*Work to complete:*
Repeat every one of the records that follow, word for word and unchanged.

*Record extracts:*
---+---

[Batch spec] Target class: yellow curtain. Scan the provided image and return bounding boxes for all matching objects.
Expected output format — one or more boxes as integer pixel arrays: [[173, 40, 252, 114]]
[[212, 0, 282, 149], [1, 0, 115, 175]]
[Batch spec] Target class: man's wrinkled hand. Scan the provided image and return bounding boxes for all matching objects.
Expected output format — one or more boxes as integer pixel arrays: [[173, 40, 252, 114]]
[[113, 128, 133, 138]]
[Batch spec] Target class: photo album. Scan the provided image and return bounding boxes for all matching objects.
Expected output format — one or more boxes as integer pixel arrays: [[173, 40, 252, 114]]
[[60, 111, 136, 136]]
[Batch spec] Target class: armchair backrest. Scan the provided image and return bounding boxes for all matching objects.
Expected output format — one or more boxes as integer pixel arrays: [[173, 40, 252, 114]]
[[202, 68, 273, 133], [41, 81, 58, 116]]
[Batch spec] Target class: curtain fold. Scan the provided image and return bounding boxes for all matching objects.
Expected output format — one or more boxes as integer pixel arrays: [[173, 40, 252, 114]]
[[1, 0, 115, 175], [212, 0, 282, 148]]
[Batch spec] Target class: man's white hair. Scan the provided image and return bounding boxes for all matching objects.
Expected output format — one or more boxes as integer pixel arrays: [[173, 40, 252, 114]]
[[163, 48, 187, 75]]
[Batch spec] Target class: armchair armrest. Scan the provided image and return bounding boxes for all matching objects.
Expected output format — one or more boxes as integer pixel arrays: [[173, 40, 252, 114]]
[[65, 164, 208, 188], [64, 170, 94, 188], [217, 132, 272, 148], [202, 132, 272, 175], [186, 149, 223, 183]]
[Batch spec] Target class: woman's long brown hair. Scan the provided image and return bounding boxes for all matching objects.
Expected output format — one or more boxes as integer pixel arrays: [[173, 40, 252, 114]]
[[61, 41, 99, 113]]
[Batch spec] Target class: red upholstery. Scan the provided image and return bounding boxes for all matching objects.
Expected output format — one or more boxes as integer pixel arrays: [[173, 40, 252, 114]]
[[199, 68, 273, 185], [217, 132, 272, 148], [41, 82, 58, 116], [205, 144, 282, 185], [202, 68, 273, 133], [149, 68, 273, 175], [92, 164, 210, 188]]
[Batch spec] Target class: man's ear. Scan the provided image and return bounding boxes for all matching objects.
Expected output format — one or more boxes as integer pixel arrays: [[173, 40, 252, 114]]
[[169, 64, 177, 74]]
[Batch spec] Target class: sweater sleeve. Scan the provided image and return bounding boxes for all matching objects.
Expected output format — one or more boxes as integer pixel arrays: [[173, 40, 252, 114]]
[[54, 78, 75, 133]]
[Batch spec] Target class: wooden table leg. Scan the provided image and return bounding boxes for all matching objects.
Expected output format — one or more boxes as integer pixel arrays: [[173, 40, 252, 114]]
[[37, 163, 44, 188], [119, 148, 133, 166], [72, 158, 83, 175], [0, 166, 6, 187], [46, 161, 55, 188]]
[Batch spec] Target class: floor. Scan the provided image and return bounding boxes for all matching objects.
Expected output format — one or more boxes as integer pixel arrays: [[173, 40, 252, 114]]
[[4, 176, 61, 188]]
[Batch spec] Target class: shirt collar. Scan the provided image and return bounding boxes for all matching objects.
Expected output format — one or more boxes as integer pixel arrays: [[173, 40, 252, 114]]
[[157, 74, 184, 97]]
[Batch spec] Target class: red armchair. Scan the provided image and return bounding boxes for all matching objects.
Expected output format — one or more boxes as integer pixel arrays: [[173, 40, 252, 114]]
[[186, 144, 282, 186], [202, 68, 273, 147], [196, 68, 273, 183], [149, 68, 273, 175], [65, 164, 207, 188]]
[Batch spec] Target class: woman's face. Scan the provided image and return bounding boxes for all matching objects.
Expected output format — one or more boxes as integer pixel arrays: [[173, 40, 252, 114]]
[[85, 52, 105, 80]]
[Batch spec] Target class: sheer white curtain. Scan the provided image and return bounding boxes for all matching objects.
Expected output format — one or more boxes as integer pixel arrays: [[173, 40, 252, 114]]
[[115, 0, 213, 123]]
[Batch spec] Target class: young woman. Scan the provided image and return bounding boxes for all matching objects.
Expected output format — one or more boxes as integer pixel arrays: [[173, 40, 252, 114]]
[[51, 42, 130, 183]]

---+---

*Response:*
[Batch spec] Target class: yellow curtain. Scan the provided image and return bounding boxes for all matching objects.
Expected output format — one or more boxes as integer pixel arrays: [[173, 40, 252, 114]]
[[212, 0, 282, 149], [1, 0, 115, 175]]
[Batch spec] Target class: man's wrinkled hand. Scan the provided image and return bounding boxes for all matching objects.
Expected output format — one or more boxes as integer pixel arrays: [[173, 40, 252, 114]]
[[113, 128, 133, 138]]
[Batch spec] Target class: photo album. Scan the provided image and return bounding boxes for all matching objects.
Expected output format — one or more boxes as integer pixel arrays: [[173, 40, 252, 114]]
[[60, 111, 136, 136]]
[Batch spec] Target class: armchair backrest. Scan the provided image and return bounding boxes for all matching objects.
Expected output format — one or more boxes as integer pixel arrays: [[173, 40, 252, 114]]
[[202, 68, 273, 133], [41, 81, 58, 116]]
[Batch spec] Target class: curtain fold. Scan the provided image and return bounding boxes for all matching objects.
Expected output format — one or more boxes as integer pixel arrays: [[173, 40, 252, 114]]
[[1, 0, 115, 175], [212, 0, 282, 148]]
[Batch spec] Target class: man's white hair. Scan the provided image and return bounding boxes for all matching objects.
Expected output format — one or more boxes as integer pixel arrays: [[173, 40, 252, 114]]
[[163, 48, 187, 75]]
[Batch spec] Target class: armchair armrest. Scan the provided image and return bounding boxes for all matching objects.
Expected output format — one or more boxes as integer pixel arrays: [[173, 40, 252, 114]]
[[65, 164, 208, 188], [64, 170, 94, 188], [217, 132, 272, 148], [202, 132, 272, 175], [186, 149, 223, 183]]
[Batch spec] Target class: woman's long brown hair. Scan the provided image and return bounding boxes for all matching objects.
Expected output format — one or more boxes as integer pixel arrays: [[173, 40, 252, 114]]
[[61, 41, 99, 113]]
[Batch spec] Target class: red upholstery. Scan the provided image and return bounding boxes for all matching objects.
Expected output format — one or more boxes as integer pixel arrays: [[173, 40, 252, 114]]
[[199, 68, 273, 185], [217, 132, 272, 148], [41, 82, 58, 116], [205, 144, 282, 185], [202, 68, 273, 133], [149, 68, 273, 175], [92, 164, 210, 188]]
[Batch spec] Target class: man's ear. Scan the provided image and return bounding boxes for all matching objects.
Expected output format — one or more boxes as integer pixel arrays: [[173, 40, 252, 114]]
[[169, 64, 177, 74]]
[Batch spec] Target class: sweater sleeve. Scan the provided image and return bounding boxes for all matching objects.
Expected output format — one or more boxes as integer pixel arrays: [[173, 40, 252, 114]]
[[54, 78, 75, 133]]
[Batch spec] Target class: wooden table leg. Scan the provided image and return bounding boxes for all matching objects.
Expected output format — one or more boxes as integer pixel arrays: [[173, 40, 252, 114]]
[[37, 163, 44, 188], [119, 148, 133, 166], [72, 158, 83, 175], [0, 166, 6, 187], [46, 161, 55, 188]]
[Batch spec] Target class: floor. Scan the provided image and return bounding boxes for all matching objects.
Expected output format — one or more boxes as integer pixel arrays: [[173, 40, 252, 114]]
[[4, 176, 61, 188]]
[Batch spec] Target class: shirt collar. Scan the provided image and return bounding boxes for all matching objects.
Expected output format — one or more boxes as integer pixel arrays: [[173, 40, 252, 114]]
[[157, 74, 184, 97]]
[Batch spec] Target class: red armchair. Scan the provided image and return bounding boxes for all matching objects.
Expected output format — one or more boxes as integer pixel arrays: [[173, 40, 252, 114]]
[[186, 144, 282, 186], [202, 68, 273, 147], [196, 68, 273, 183], [149, 68, 273, 175], [65, 164, 207, 188]]
[Batch spec] Target class: woman's face. Scan the provided image and return bounding boxes for all matching objects.
Expected output format — one or more boxes as integer pixel arrays: [[173, 40, 252, 114]]
[[85, 52, 105, 80]]
[Batch spec] Target class: sheer white curtain. Scan the provided image and return bounding boxes for all matching objects.
Expected output format — one or more boxes as integer pixel arrays: [[173, 40, 252, 114]]
[[115, 0, 213, 123]]
[Batch spec] Target class: young woman. Scan the provided image and return bounding boxes for all matching objects.
Expected output format — one or more boxes as integer pixel arrays: [[173, 40, 252, 114]]
[[51, 42, 130, 183]]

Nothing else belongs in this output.